### Requirement
Write out exactly the lines running from the one that contains "Spot the rear door" through the end of the material.

### Data supplied
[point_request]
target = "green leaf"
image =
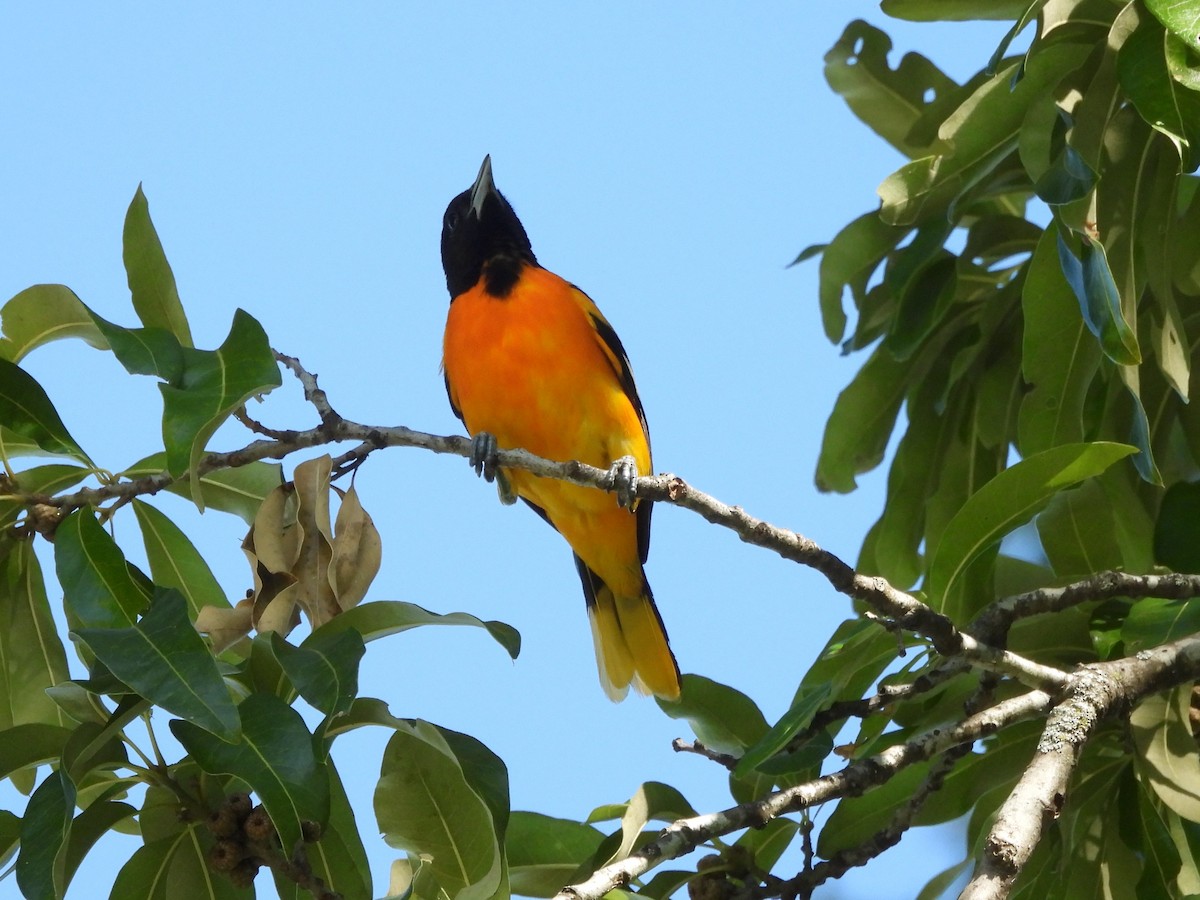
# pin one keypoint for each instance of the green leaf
(1079, 533)
(847, 262)
(1177, 528)
(425, 804)
(1089, 275)
(144, 351)
(1008, 501)
(339, 858)
(41, 479)
(857, 432)
(856, 654)
(943, 881)
(808, 702)
(239, 491)
(174, 562)
(45, 831)
(981, 133)
(857, 819)
(1139, 427)
(1158, 850)
(1163, 737)
(31, 655)
(723, 718)
(653, 802)
(324, 669)
(1005, 759)
(165, 659)
(1156, 621)
(923, 304)
(1059, 358)
(213, 385)
(175, 868)
(545, 852)
(665, 883)
(1068, 179)
(10, 835)
(151, 281)
(27, 411)
(97, 820)
(953, 10)
(97, 588)
(1163, 102)
(275, 757)
(28, 745)
(889, 101)
(389, 617)
(41, 315)
(1182, 18)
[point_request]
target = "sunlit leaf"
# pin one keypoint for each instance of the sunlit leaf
(653, 802)
(31, 654)
(889, 101)
(1163, 736)
(723, 718)
(41, 315)
(41, 479)
(981, 133)
(239, 490)
(213, 385)
(1008, 501)
(389, 617)
(954, 10)
(1089, 274)
(324, 669)
(27, 745)
(151, 281)
(165, 659)
(857, 432)
(1167, 106)
(97, 587)
(847, 262)
(425, 804)
(174, 562)
(808, 702)
(274, 756)
(545, 852)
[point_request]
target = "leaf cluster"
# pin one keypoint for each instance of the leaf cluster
(1027, 297)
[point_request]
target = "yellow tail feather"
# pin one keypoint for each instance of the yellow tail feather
(631, 647)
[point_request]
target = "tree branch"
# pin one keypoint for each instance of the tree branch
(687, 834)
(1099, 691)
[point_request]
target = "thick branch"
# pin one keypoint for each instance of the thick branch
(687, 834)
(1098, 693)
(993, 623)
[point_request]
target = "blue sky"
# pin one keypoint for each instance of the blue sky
(670, 159)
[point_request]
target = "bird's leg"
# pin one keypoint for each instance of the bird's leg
(483, 455)
(623, 480)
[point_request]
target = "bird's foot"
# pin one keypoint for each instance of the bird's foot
(623, 481)
(504, 489)
(483, 455)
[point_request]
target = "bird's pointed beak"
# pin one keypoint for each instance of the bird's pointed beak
(483, 187)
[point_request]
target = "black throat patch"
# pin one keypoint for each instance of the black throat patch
(501, 275)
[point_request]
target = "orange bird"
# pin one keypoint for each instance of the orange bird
(531, 363)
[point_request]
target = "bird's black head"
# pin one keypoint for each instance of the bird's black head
(483, 237)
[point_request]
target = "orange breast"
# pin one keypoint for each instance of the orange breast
(531, 370)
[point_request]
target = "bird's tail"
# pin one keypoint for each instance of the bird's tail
(630, 641)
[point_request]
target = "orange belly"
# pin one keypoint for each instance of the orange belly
(531, 370)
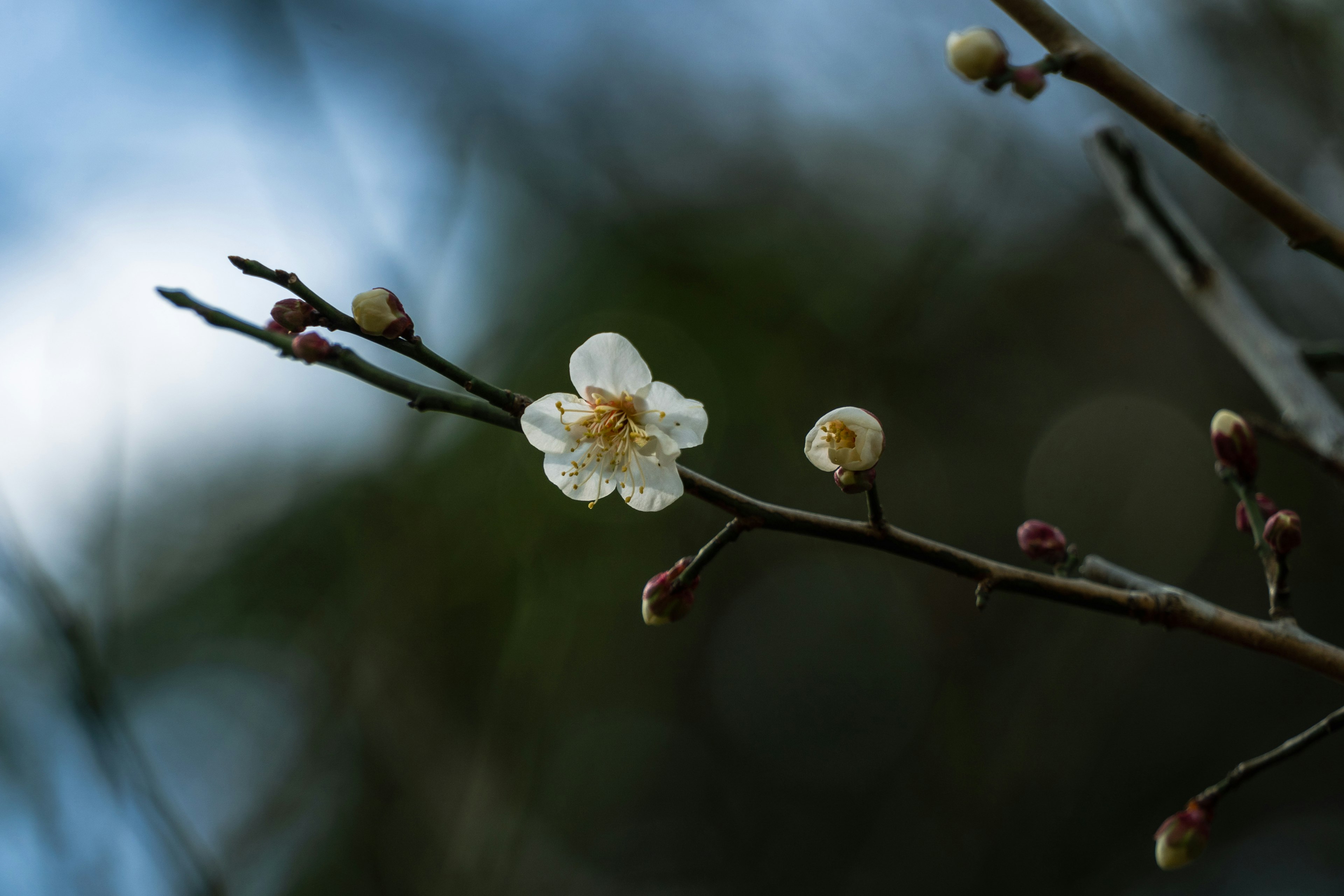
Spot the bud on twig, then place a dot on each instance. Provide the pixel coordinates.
(1183, 838)
(1244, 522)
(1234, 445)
(855, 481)
(311, 348)
(1284, 532)
(662, 602)
(1042, 542)
(381, 314)
(848, 439)
(295, 315)
(1027, 81)
(976, 54)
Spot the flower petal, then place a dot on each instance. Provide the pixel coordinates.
(682, 418)
(544, 425)
(654, 481)
(581, 475)
(818, 449)
(608, 363)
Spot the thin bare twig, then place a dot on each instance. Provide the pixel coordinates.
(1252, 768)
(1197, 136)
(422, 398)
(1174, 610)
(413, 348)
(1270, 357)
(729, 534)
(1291, 439)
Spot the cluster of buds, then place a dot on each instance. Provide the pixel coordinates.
(1043, 542)
(1236, 457)
(980, 54)
(1182, 839)
(312, 348)
(381, 314)
(294, 316)
(663, 601)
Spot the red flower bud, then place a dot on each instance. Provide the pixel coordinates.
(1183, 838)
(1284, 531)
(294, 315)
(663, 604)
(311, 347)
(1042, 542)
(1244, 522)
(1234, 445)
(855, 481)
(1027, 83)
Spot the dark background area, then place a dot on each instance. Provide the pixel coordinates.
(425, 672)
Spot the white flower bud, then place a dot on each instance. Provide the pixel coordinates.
(378, 311)
(847, 437)
(976, 54)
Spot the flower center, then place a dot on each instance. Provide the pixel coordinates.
(611, 428)
(839, 436)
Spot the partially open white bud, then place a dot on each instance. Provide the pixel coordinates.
(976, 54)
(378, 311)
(847, 437)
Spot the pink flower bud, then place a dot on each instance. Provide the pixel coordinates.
(1027, 83)
(855, 481)
(1284, 531)
(1244, 522)
(1042, 542)
(1183, 838)
(1234, 445)
(662, 604)
(294, 315)
(311, 347)
(379, 312)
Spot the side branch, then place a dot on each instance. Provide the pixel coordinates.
(1170, 608)
(1252, 768)
(1270, 357)
(1197, 136)
(422, 398)
(412, 348)
(1295, 441)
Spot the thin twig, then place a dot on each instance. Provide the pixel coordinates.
(422, 398)
(729, 534)
(875, 516)
(413, 348)
(1270, 357)
(1295, 441)
(1252, 768)
(1197, 136)
(1176, 610)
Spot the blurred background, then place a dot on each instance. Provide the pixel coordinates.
(349, 649)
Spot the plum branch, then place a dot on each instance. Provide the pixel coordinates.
(1198, 138)
(1171, 609)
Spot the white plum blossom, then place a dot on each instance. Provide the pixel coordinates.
(847, 437)
(622, 433)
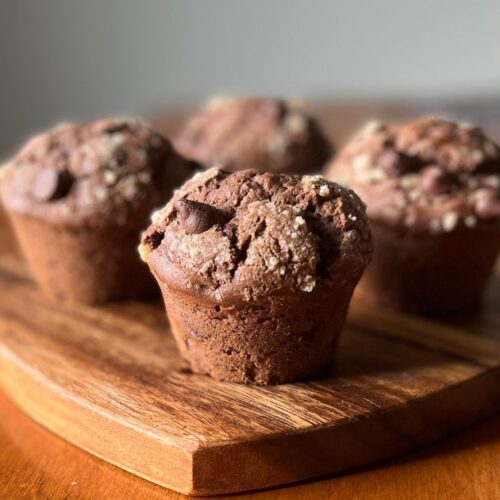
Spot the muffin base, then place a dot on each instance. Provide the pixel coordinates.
(282, 339)
(84, 265)
(429, 274)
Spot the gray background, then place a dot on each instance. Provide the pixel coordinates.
(72, 59)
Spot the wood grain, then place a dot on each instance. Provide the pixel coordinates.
(110, 380)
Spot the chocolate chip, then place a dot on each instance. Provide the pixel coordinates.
(436, 181)
(488, 204)
(52, 184)
(196, 217)
(396, 164)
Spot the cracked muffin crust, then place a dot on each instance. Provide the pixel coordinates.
(109, 170)
(432, 189)
(260, 133)
(78, 197)
(257, 271)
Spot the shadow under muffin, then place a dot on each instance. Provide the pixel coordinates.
(257, 271)
(432, 189)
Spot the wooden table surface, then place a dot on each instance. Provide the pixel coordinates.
(37, 464)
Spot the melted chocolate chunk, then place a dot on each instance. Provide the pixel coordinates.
(196, 217)
(436, 181)
(51, 184)
(396, 164)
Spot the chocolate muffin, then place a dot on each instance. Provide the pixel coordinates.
(257, 271)
(264, 134)
(432, 189)
(78, 197)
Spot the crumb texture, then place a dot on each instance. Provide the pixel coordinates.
(263, 233)
(260, 133)
(107, 170)
(428, 175)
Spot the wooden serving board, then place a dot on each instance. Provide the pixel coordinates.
(110, 380)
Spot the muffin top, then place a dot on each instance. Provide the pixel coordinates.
(248, 234)
(427, 175)
(260, 133)
(111, 170)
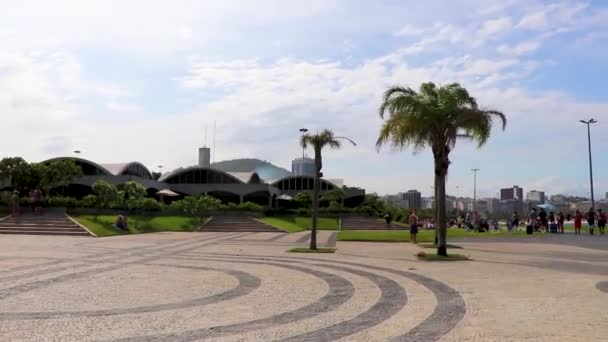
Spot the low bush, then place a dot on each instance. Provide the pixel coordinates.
(150, 204)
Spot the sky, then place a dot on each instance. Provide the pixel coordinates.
(148, 81)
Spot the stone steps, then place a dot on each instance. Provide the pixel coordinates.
(237, 224)
(45, 224)
(365, 223)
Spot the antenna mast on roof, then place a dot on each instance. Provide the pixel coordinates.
(205, 145)
(214, 146)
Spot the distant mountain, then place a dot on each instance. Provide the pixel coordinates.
(267, 171)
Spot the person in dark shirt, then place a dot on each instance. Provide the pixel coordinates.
(542, 215)
(591, 217)
(601, 221)
(560, 222)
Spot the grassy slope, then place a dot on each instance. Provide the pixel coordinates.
(298, 224)
(102, 224)
(404, 236)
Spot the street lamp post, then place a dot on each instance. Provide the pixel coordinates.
(588, 123)
(474, 189)
(303, 131)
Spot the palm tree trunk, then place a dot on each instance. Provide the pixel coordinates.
(441, 166)
(435, 220)
(315, 201)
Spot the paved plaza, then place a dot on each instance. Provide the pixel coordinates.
(245, 287)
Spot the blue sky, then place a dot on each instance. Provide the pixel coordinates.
(134, 81)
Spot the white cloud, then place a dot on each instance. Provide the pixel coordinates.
(259, 101)
(409, 30)
(123, 107)
(495, 26)
(534, 21)
(519, 49)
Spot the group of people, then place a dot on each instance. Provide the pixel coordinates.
(413, 222)
(554, 222)
(36, 202)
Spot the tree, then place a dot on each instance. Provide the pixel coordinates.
(318, 141)
(303, 199)
(335, 195)
(435, 118)
(107, 194)
(15, 172)
(61, 173)
(134, 193)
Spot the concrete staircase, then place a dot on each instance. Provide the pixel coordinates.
(236, 224)
(43, 224)
(366, 223)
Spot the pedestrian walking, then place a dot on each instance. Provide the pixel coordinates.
(601, 221)
(560, 222)
(413, 226)
(15, 208)
(515, 220)
(532, 221)
(578, 222)
(591, 218)
(544, 223)
(388, 218)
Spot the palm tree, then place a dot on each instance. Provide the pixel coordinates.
(318, 142)
(435, 117)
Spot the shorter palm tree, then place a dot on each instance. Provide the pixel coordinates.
(318, 142)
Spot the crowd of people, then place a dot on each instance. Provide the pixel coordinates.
(535, 221)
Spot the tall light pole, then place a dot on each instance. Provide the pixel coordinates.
(588, 123)
(303, 131)
(474, 189)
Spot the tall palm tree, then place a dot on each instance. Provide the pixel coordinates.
(435, 117)
(318, 142)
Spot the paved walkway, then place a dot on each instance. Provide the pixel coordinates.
(244, 287)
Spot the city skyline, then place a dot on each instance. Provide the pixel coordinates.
(102, 79)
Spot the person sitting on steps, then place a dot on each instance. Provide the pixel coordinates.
(121, 222)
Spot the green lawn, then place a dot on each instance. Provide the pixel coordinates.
(404, 236)
(308, 250)
(435, 257)
(298, 224)
(101, 225)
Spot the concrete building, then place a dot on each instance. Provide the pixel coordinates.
(232, 187)
(303, 167)
(513, 193)
(536, 196)
(413, 198)
(493, 205)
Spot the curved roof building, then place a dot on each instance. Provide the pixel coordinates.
(201, 179)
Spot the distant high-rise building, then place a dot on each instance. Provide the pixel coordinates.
(514, 193)
(536, 196)
(303, 167)
(493, 205)
(413, 199)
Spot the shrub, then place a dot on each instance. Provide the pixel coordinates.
(150, 204)
(89, 201)
(250, 206)
(67, 202)
(107, 194)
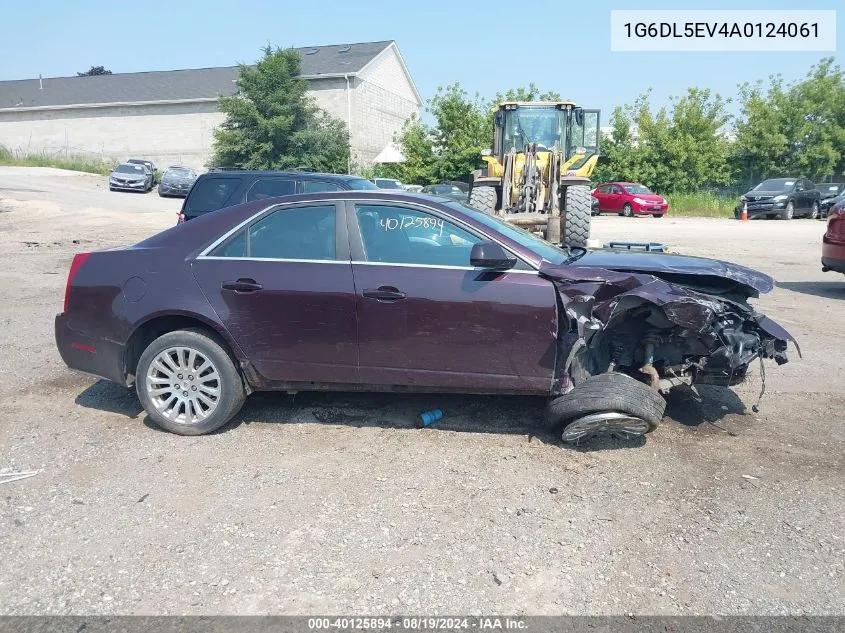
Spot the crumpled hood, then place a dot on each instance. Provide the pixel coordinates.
(681, 268)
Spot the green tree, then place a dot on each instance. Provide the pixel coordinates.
(272, 123)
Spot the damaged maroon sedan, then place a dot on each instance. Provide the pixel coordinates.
(375, 291)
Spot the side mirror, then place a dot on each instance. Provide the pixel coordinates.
(491, 255)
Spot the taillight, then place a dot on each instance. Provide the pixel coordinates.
(77, 262)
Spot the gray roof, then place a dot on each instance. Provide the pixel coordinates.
(169, 85)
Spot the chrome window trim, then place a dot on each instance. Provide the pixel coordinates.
(278, 259)
(443, 267)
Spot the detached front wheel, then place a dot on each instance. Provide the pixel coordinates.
(606, 404)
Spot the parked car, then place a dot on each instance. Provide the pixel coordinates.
(629, 199)
(142, 161)
(388, 183)
(784, 198)
(176, 181)
(830, 193)
(377, 291)
(447, 191)
(833, 241)
(828, 203)
(130, 177)
(221, 188)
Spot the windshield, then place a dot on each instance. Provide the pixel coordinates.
(388, 184)
(775, 184)
(537, 245)
(635, 189)
(545, 126)
(130, 169)
(360, 184)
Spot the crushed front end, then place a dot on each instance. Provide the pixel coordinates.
(667, 327)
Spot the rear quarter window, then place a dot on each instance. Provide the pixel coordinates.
(210, 194)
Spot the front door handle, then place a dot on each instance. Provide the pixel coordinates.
(385, 293)
(242, 285)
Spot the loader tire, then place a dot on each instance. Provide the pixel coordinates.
(577, 212)
(483, 198)
(613, 391)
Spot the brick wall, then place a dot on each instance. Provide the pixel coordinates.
(381, 101)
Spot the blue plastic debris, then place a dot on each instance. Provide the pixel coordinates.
(427, 418)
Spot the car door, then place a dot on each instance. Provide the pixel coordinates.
(282, 286)
(428, 319)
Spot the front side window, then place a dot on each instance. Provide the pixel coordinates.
(271, 188)
(407, 236)
(211, 194)
(299, 233)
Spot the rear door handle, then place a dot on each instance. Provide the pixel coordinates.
(385, 293)
(242, 285)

### Written solution
Spot the rear door handle, then place a dot on each instance. Provide the pixel coordinates.
(385, 293)
(242, 285)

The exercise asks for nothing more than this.